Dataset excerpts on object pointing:
_ _ _

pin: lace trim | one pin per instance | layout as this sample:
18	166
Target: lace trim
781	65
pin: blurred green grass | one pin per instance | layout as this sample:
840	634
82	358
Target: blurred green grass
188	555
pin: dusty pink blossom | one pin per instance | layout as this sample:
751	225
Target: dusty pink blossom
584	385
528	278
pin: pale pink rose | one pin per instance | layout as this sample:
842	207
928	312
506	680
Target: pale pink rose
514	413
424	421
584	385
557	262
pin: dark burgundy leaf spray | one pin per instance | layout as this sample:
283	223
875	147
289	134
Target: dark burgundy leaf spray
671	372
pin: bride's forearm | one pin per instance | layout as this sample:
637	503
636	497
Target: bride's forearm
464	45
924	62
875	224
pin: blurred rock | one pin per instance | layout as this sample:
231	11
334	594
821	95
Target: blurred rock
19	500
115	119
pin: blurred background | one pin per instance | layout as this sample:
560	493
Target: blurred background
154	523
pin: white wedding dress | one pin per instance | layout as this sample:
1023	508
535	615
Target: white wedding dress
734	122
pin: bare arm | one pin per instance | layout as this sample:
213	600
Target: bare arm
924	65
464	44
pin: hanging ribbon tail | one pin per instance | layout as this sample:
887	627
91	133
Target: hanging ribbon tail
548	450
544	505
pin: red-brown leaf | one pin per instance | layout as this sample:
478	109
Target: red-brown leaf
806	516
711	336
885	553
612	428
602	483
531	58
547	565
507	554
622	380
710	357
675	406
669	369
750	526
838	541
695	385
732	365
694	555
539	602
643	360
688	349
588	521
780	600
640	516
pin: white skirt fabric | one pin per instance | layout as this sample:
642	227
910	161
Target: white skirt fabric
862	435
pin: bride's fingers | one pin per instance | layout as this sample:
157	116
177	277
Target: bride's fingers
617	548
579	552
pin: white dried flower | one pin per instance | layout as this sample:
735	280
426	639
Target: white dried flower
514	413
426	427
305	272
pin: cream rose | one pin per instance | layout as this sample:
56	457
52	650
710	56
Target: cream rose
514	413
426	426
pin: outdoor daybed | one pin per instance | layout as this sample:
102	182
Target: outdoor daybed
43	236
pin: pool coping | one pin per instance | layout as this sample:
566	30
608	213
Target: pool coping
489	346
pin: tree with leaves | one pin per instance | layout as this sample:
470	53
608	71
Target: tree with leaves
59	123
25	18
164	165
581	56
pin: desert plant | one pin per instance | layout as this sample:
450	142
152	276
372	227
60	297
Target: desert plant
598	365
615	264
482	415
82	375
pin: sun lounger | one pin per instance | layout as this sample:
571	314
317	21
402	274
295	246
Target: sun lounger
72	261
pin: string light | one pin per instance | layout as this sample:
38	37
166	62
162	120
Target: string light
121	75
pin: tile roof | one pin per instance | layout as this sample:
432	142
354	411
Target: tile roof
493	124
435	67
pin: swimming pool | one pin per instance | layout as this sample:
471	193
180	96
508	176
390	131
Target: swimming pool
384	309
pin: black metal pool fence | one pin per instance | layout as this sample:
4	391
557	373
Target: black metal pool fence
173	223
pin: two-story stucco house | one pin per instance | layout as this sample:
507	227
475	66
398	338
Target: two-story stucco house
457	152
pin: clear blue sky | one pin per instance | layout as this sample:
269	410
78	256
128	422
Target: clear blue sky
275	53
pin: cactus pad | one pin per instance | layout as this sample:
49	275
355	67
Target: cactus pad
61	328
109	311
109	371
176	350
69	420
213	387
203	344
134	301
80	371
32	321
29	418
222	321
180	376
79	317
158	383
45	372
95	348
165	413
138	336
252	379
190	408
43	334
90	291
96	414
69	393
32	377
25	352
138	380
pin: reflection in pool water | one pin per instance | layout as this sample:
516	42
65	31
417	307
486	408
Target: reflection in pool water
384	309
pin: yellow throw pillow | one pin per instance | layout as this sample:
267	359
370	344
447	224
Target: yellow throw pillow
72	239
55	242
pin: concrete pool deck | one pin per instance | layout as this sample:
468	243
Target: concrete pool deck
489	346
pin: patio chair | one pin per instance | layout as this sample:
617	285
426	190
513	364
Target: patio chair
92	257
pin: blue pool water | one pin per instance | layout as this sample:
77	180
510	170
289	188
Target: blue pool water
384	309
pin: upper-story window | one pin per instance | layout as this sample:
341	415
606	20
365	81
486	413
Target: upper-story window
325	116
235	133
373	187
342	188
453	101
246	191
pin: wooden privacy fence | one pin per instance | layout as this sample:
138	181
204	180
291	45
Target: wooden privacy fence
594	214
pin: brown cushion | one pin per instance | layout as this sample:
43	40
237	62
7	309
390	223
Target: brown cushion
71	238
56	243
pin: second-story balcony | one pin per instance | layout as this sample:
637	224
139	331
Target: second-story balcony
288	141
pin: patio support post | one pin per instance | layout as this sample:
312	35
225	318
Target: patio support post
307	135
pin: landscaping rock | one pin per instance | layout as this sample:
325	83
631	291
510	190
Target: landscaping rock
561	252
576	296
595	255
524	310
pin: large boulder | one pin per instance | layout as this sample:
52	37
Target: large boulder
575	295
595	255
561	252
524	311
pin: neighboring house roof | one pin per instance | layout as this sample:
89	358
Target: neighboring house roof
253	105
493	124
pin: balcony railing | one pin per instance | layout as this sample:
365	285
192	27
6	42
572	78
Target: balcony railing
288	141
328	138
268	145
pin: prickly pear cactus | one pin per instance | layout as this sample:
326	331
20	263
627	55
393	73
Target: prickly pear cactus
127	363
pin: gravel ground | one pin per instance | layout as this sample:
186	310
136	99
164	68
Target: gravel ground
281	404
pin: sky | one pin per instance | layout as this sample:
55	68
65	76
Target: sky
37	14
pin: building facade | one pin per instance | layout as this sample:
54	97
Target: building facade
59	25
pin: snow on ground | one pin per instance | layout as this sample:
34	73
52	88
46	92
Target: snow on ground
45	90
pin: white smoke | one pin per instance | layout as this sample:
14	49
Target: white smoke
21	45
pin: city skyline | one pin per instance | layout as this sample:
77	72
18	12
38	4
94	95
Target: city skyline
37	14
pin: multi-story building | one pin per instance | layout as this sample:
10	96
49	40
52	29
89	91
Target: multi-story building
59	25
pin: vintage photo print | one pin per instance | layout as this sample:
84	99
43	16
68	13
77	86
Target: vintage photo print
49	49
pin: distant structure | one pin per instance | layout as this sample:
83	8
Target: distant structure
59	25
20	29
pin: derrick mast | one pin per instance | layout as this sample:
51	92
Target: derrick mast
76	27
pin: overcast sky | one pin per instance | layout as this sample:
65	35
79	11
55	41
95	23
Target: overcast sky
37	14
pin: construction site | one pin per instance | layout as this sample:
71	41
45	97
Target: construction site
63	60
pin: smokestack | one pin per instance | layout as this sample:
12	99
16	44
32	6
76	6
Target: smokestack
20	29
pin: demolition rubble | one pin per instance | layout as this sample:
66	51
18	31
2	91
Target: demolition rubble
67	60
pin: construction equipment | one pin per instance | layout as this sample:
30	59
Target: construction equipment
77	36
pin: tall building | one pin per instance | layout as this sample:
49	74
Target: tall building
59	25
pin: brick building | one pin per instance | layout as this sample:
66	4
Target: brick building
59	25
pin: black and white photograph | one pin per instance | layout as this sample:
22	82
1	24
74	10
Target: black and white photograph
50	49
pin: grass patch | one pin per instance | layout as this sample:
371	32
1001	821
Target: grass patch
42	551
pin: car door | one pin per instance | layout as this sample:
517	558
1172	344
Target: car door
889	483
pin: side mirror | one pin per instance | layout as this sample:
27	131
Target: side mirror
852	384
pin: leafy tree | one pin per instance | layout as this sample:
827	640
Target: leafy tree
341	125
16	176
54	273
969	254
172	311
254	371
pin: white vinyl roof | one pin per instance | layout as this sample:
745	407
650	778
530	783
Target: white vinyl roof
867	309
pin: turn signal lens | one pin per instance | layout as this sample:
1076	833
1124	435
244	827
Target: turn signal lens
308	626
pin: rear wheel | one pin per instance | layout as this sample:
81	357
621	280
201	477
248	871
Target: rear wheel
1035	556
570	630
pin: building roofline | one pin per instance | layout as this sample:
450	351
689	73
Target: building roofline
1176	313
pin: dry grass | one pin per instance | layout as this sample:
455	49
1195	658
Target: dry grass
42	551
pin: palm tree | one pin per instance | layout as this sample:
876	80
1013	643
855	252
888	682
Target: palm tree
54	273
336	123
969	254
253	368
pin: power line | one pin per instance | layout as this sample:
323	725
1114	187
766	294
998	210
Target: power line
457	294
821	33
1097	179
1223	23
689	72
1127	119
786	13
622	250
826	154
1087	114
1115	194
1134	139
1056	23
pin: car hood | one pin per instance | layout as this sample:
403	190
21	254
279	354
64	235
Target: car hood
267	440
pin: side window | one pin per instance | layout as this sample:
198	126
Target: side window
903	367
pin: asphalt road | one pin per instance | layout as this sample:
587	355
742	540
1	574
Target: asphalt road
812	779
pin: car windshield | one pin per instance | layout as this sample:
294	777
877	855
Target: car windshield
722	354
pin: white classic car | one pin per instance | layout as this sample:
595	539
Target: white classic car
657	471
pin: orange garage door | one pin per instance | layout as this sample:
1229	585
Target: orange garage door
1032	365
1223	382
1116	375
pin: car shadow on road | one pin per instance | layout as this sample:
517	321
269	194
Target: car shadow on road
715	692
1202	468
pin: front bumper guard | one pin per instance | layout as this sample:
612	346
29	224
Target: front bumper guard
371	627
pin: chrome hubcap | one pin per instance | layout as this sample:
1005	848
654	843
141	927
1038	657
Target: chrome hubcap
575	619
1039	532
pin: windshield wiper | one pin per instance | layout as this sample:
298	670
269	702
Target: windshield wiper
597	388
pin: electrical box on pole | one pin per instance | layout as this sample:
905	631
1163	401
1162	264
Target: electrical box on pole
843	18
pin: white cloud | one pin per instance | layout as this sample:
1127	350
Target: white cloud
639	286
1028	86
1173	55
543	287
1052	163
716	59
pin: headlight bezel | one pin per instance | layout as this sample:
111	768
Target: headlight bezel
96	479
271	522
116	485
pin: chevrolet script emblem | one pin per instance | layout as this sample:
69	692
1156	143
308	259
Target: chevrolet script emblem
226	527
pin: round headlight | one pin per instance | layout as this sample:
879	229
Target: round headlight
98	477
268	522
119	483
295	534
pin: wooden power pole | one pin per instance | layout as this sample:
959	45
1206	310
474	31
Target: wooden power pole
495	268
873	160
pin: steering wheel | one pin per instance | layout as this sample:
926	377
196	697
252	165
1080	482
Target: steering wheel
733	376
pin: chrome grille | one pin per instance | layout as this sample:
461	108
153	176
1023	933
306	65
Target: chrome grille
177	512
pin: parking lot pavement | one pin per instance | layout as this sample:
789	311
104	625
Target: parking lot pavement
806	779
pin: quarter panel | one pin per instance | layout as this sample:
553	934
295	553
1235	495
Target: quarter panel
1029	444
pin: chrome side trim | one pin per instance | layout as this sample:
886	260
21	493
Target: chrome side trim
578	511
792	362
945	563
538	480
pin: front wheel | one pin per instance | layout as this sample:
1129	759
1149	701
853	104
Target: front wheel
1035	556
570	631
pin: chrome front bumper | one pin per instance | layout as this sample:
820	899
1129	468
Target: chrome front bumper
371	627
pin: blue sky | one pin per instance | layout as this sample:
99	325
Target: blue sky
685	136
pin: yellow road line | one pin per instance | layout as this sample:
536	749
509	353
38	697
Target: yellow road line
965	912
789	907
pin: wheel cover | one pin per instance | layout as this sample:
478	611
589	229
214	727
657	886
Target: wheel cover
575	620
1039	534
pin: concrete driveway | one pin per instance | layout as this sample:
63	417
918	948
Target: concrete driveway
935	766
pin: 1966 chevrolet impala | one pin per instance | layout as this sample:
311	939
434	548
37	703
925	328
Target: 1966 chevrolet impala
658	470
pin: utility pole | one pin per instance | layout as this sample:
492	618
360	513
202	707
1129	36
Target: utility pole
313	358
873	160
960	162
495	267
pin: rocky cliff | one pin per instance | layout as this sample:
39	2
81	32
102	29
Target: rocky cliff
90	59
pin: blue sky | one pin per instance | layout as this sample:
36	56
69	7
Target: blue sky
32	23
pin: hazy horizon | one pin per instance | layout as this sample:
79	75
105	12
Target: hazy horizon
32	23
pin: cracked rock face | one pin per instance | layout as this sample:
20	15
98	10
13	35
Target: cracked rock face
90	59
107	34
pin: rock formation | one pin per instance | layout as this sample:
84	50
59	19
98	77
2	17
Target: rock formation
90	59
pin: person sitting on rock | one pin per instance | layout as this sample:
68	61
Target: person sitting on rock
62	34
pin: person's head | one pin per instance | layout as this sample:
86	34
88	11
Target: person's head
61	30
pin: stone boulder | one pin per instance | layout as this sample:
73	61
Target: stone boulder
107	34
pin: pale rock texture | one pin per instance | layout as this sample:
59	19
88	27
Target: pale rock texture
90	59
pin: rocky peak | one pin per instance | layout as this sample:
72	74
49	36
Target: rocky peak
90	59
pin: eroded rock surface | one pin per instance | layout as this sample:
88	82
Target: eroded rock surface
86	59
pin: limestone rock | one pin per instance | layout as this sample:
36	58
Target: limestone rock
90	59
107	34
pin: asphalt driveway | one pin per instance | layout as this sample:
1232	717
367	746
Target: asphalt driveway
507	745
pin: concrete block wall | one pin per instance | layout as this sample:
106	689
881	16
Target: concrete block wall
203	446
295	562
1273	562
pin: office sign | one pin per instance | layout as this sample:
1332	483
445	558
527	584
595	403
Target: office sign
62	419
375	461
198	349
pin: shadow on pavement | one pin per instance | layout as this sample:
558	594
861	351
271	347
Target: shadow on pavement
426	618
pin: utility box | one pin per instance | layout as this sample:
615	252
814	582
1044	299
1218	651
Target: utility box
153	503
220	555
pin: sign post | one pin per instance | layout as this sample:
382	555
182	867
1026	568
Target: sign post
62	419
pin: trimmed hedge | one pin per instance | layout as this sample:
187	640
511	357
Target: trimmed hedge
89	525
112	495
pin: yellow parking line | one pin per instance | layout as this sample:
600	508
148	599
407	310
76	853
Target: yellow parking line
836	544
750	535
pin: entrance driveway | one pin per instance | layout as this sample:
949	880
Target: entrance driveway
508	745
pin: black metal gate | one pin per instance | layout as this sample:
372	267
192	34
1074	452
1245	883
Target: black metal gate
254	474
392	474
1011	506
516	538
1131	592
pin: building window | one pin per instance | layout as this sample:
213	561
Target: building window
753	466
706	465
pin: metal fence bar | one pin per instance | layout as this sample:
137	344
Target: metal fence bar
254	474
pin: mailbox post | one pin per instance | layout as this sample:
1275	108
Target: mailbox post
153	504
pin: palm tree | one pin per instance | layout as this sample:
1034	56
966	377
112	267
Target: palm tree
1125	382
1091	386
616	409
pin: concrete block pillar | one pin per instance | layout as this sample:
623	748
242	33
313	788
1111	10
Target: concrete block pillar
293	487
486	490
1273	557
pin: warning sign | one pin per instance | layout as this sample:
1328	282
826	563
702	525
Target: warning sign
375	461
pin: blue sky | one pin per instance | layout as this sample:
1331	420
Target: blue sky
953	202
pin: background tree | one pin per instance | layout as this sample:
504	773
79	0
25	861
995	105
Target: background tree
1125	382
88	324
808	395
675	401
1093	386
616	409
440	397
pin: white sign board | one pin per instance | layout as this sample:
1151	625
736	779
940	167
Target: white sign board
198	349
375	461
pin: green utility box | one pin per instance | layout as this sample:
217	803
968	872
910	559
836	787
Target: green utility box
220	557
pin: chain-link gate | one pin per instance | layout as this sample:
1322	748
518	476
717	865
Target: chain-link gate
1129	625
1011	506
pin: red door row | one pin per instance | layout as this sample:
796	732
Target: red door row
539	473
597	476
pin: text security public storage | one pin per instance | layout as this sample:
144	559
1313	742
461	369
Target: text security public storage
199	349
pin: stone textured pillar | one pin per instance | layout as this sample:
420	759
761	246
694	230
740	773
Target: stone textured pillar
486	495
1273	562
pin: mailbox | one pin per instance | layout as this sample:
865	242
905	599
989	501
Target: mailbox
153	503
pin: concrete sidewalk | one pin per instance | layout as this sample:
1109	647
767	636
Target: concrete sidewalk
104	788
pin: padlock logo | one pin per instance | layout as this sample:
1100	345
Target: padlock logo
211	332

_ _ _

Written task –
Repeat exactly, and only, the lines from the one containing "pin: metal fence" through the end of the material.

Finished answer –
pin: metal fence bar | one pin per instance | layout as this sample:
137	344
Target: metal fence bar
254	474
pin: mailbox post | one pin per instance | layout as this sample:
1275	108
Target: mailbox post
153	504
pin: palm tree | one pin per instance | layout as this sample:
1034	56
966	377
112	267
Target: palm tree
1125	382
1091	386
616	409
pin: concrete block pillar | one pin per instance | layout as this sample:
623	748
242	33
313	788
1111	10
Target: concrete block pillar
293	487
486	490
1273	557
pin: warning sign | one pin per instance | layout as this sample:
1328	282
826	563
702	525
Target: warning sign
375	461
pin: blue sky | one pin per instance | layout as this sample:
1331	420
Target: blue sky
953	202
pin: background tree | one pin per instance | layout as this sample:
504	773
79	0
25	861
995	105
Target: background tree
1125	382
88	324
808	395
675	401
1093	386
616	409
440	397
pin: white sign board | one pin per instance | layout as this sample:
1151	625
736	779
940	167
Target: white sign board
198	349
375	461
pin: green utility box | one pin per instance | layout as this sample:
217	803
968	872
910	559
836	787
Target: green utility box
220	557
pin: chain-link gate | one pin per instance | layout as this sample:
1322	748
518	476
717	865
Target: chain-link gate
1129	625
1011	506
pin: red door row | one pin per instance | layout as this sample:
796	732
Target: red door row
539	473
597	476
pin: text security public storage | one pin per instance | layout as this sample:
144	559
1313	742
461	369
Target: text security public storage
199	349
pin: stone textured pillar | one pin per instance | layout as this sample:
420	759
761	246
694	230
740	773
Target: stone textured pillar
486	495
1273	562
pin: mailbox | one pin per instance | layout as this sample:
865	242
905	599
989	501
Target: mailbox
153	503
pin: concrete sidewalk | one pin per instance | layout as this sample:
1109	647
767	636
Target: concrete sidewalk
104	788
pin: padlock logo | one pin per instance | layout as this sample:
1100	345
Target: padlock logo
211	332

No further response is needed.